### Exercise prompt:
Would it be possible to write out each entry below exactly, without the pictures?

### Collected data entries:
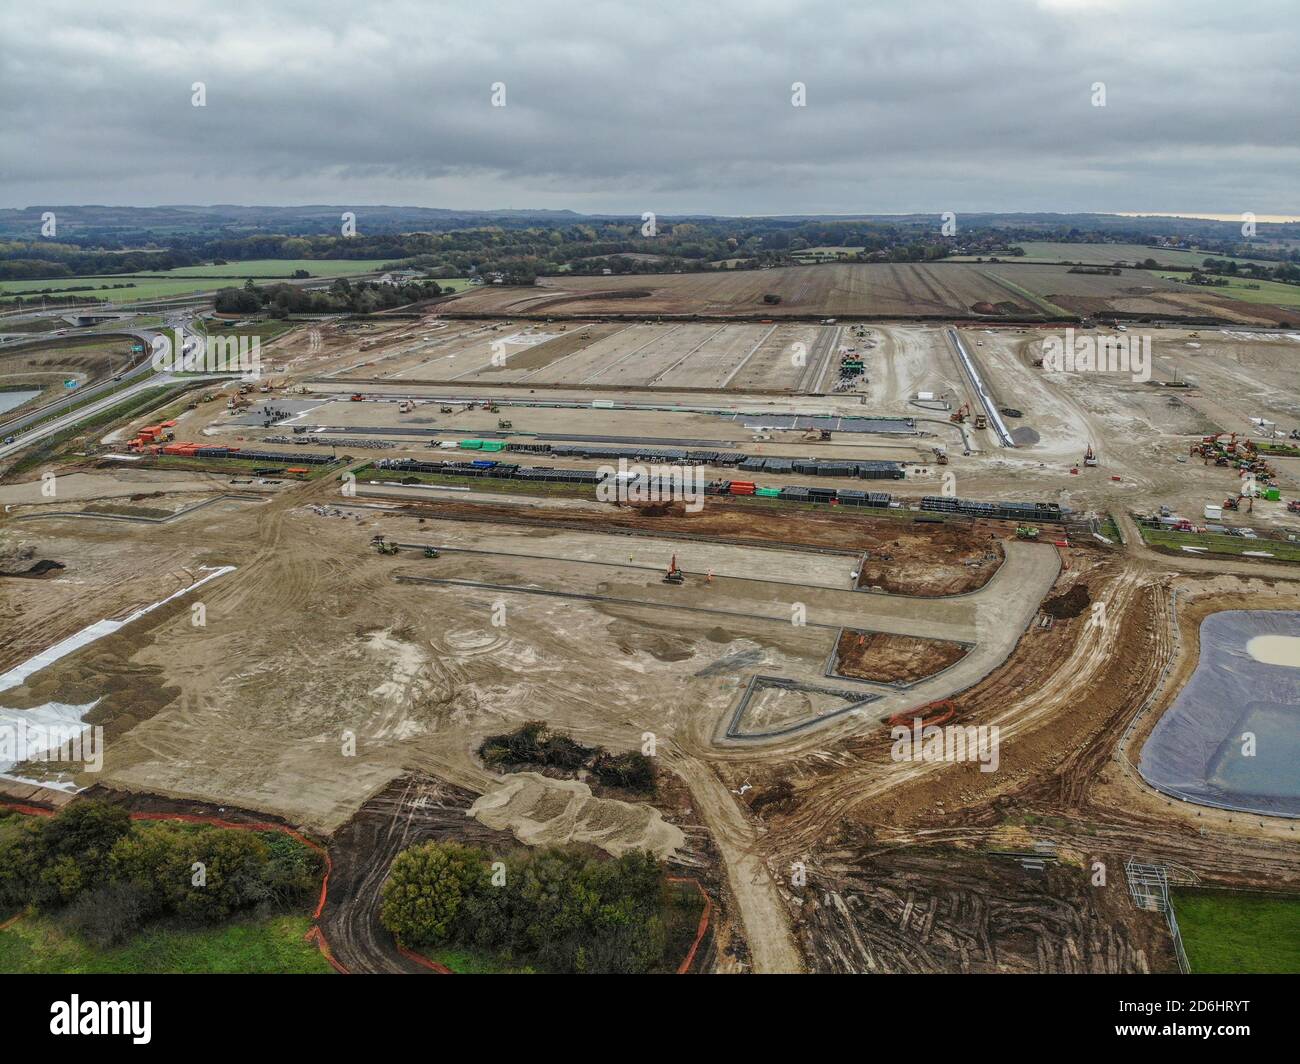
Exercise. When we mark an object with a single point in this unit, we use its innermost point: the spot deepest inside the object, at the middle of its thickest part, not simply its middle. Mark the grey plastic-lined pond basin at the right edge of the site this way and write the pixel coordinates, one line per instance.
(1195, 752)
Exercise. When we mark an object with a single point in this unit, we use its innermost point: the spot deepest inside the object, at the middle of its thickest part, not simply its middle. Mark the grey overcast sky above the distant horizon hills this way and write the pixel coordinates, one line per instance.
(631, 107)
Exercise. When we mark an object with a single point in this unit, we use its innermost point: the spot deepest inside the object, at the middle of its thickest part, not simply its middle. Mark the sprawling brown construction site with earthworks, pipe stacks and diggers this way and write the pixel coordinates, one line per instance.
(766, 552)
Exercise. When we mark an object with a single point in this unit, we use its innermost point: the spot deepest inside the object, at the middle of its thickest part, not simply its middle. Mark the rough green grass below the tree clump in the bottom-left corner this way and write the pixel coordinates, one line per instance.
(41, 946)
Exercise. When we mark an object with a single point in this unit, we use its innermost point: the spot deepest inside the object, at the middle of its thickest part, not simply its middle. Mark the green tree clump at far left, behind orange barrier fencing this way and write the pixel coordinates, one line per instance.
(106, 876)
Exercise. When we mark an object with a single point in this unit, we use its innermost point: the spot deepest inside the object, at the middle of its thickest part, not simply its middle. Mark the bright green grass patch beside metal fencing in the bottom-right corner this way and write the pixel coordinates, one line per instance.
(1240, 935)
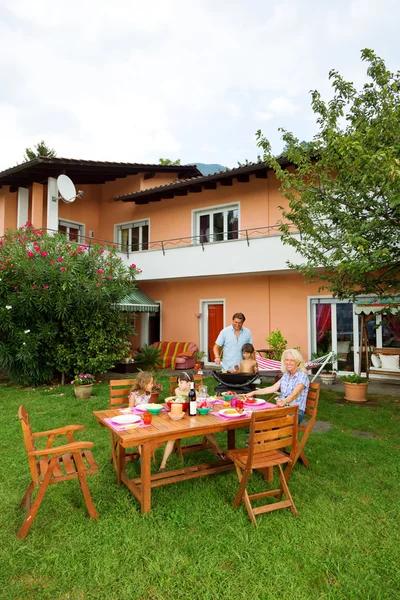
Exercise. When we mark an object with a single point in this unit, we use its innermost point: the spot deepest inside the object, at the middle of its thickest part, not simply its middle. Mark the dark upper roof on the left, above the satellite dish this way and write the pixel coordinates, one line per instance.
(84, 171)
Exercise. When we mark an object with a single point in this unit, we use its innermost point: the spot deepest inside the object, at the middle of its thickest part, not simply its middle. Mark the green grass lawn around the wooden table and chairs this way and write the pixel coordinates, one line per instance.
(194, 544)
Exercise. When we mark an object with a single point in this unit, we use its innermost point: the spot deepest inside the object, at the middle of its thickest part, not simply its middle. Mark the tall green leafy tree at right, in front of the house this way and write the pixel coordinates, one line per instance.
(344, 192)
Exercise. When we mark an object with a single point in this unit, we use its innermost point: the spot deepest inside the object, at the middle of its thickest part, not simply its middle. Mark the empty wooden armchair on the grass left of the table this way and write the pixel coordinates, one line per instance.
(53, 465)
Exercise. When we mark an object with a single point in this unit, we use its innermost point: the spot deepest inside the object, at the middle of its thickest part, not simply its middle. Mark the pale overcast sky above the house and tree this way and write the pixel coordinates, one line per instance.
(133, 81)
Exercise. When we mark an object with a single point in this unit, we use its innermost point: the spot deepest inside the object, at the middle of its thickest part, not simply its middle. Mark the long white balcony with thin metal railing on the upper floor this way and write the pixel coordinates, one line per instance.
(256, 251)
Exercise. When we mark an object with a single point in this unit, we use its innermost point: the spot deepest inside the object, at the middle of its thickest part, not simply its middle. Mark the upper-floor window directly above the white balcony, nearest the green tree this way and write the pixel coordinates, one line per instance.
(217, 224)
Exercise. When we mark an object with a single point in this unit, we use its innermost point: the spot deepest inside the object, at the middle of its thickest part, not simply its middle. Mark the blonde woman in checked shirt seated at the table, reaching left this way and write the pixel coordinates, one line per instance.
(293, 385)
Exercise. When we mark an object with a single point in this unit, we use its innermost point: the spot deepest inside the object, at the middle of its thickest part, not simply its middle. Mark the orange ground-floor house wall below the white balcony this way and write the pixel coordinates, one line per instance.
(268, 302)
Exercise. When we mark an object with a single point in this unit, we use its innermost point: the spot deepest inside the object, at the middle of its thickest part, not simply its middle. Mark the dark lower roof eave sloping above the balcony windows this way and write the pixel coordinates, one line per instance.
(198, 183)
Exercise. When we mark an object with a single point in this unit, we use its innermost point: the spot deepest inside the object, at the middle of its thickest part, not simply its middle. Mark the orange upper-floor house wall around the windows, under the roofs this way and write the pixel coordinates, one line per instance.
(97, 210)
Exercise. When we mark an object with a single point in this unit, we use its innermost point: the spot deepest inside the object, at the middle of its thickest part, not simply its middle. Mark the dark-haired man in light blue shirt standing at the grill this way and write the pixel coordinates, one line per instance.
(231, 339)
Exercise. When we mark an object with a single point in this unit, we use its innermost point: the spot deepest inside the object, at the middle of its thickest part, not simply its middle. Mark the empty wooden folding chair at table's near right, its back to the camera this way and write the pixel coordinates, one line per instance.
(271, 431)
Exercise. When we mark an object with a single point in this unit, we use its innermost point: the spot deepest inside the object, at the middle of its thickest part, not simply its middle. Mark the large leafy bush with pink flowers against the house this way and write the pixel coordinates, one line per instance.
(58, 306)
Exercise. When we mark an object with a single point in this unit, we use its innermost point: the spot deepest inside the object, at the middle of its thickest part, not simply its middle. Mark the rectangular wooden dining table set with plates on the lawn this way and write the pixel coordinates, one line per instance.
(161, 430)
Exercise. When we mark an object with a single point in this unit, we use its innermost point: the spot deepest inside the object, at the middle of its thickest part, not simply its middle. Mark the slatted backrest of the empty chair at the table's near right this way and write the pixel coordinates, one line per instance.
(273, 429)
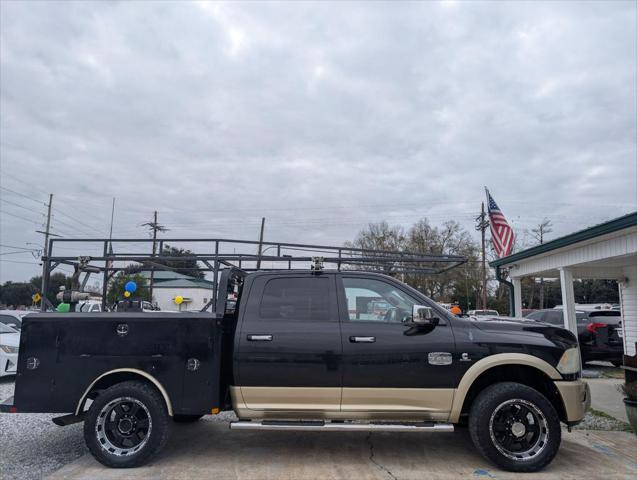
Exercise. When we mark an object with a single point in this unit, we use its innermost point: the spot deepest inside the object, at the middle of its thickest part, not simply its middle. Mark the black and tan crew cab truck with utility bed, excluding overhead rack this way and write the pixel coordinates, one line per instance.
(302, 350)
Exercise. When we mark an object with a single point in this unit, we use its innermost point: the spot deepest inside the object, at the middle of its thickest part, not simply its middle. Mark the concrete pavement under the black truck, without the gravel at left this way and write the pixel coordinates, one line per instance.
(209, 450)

### Answer for the task:
Exercise. When we mark an object with a single point in this unit, we use its innermost point: the spot deepest inside the object, at the middle of its thickest part, not simply its middle. Mark the grey plastic-lined pond basin at the right edge of the site this way and write the pixel coordinates, one line per instance.
(1195, 752)
Exercise. When we mark an object with a single point in this unit, we use its innermost point: the spot deepest inside the object, at the middle of its thickest part, not simply its middle. Mark the grey overcast sky above the distant horizon hills this way and write the pixel coordinates, one line per instance.
(631, 107)
Exercise. When we mark an object with a single point in this unit, we use its innermost point: the spot deepest inside the object, at the middle of its thickest part, not simply its middle. Mark the sprawling brown construction site with earthworks, pipe stacks and diggers this way and write the pixel coordinates, one line per instance.
(766, 552)
Exercise. When we mark an object with a single point in this unit, we use its innermost point: the spot deepest inside the object, at the middle of its thickest part, not simply its middle. Mark the rough green grass below the tree clump in the bottom-left corner this way and write the pixel coordinates, one line per instance.
(41, 946)
Exercise. When we mark an object with a single point in this unit, we use its innermost point: the spot deepest inside the object, at the middle of its thickest part, not simply its middle. Mark the green tree clump at far left, behind orange barrier fencing this way and write the pixel coordinates, one line per instance.
(106, 876)
Exercise. When we mark an object with a single point in this unit, we use its innermost point: the spot deepest inside the object, at the middle of its thickest part, not simply its middle. Mark the bright green grass patch beside metal fencing in the bottom-right corner this way and write the pixel coordinates, one line per instance.
(1240, 935)
Exercise. When we mark an object with a single point in this unit, we use its innermost point: the spot deepest inside the object, at the middle of its thickest part, not simply its middle. Mark the dark upper roof on the left, above the satellite dish this way and write the pixel coordinates, one line per instance.
(84, 171)
Exercise. When we mark an object with a single point in this unit, we use its innermost point: the spot deepest inside the object, at the middle of its thickest part, not simply its middle. Mark the green grass lawn around the wooden table and chairs this way and write the pixel coordinates, one line per instance.
(194, 544)
Exercise. When we mark an object with a single point in this unit, we use its innermost point: the spot deepest inside the object, at the middle of its thickest part, not simply its middle. Mark the tall green leafy tree at right, in front of the house this way and write the pixel coordinates, one line per instance.
(344, 192)
Exercise. When we mark an object with a single point in this unit, we use its innermost point: the spot deepest inside the object, at the middle of its thickest part, not simply its middle. Mark the empty wooden armchair on the grass left of the table this way and write the pixel coordinates, one line per instance.
(53, 465)
Exercise. When we mark an object with a single point in this unit, we use its innermost point: the spot deepest inside the object, at the middle of its thickest part, not simply its middle. Mark the pale overcast sky above the house and tree this way and write the pixel coordinates, one line per instance.
(133, 81)
Exercise. When we mark an object with a single point in this unit, we use its innermost point: the spot deepest inside the object, at the middle of its thickest part, not simply its middle. Mark the long white balcony with thin metal railing on the upper floor this way and write the pixel coordinates, one line per instance.
(256, 251)
Exercise. When we mark an object with a single point in this unit, we use its innermost point: the spot deepest inside the object, at the middle of its thickest part, not simply its middle. Mark the upper-floor window directly above the white balcony, nearest the green tree this way and write the pixel coordinates, one line per instance.
(217, 224)
Exercise. When we mark an object with a single point in this unit, we use its innermost point: the spot deepest inside the object, at the middle of its thickest part, not simply its middle. Mark the blonde woman in checked shirt seated at the table, reaching left this way and write the pixel coordinates, one line per instance.
(293, 385)
Exercise. When we mark an object with a single point in this unit, we use its innermost point: the spot deepest inside the object, at the middle of its thickest part, not simply its middle. Mark the orange ground-floor house wall below the white balcony this way and write the pixel coordinates, one line per instance.
(268, 302)
Exercise. When we mark an object with a single point in this unit, we use its innermost point: the spot deepest inside the object, at the middle of its thickest part, not simply its middle. Mark the dark lower roof eave sloping above the balcony windows this way and write the pixel coordinates, one line per instance.
(198, 183)
Exercise. When we mark an object with a single point in this unit, we use its innermost point: the spot deepest inside the object, at the middle of its thickest part, not simply its middle. Mark the orange upper-floor house wall around the windows, under the roofs this way and write the pixel coordinates, one line per instance.
(97, 210)
Exercise. When we mark an object with a single point in this unit, we use its innermost point: the spot deepest inside the object, at the middle of its thickest part, not simply its middle. Mark the dark-haired man in light blue shirt standing at the grill this way and write the pixel coordinates, one line per instance.
(231, 339)
Exercise. When we mark an object with a single point in this unit, we use its innermost point: the spot deepest inside the object, at the middle of its thickest part, not simply its middle. Mark the empty wooden folding chair at table's near right, its back to the camera this way and write the pixel coordinates, one line per instance.
(271, 431)
Exercise. When we mark an object with a single point in this unit, we use its innermost point: the spot deepest inside the object, at the middle of its thickest part, not simply its middle. Mark the large leafy bush with pink flowers against the house this way and write the pixel coordinates, one line per instance.
(58, 306)
Exercise. When we mark an object with a single point in this unit, we use its innermost point: the spot deepest inside the object, at the middle of its thickest part, not simply its middle. Mark the rectangular wooden dining table set with plates on the lawn this way and write the pixel coordinates, one line per instance.
(161, 430)
Exercise. When we mark an object with a single point in this unit, we use its innermost point: the spot deepest inside the object, at the middle of its thickest part, not simply its middle. Mark the slatted backrest of the empty chair at the table's near right this way and write the pixel coordinates, one line per instance.
(273, 429)
Exercise. When we mark an object with a single point in this unit, we use its innermost point: the spot deepest inside the object, at the middle of its thickest part, not simply its middle. Mark the black and tan crew cab truck with utility bed, excluding overhead rack this way and write the pixel coordinates, one line per instance.
(302, 350)
Exercise. When we mark an object with a single point in this unit, we use its innermost point: the spot deepest inside the object, at the middle of its thickest part, not simply its middle. Mark the concrete pavement under the black truck, without the gravel at left this way and write the pixel coordinates, one line per instance.
(209, 450)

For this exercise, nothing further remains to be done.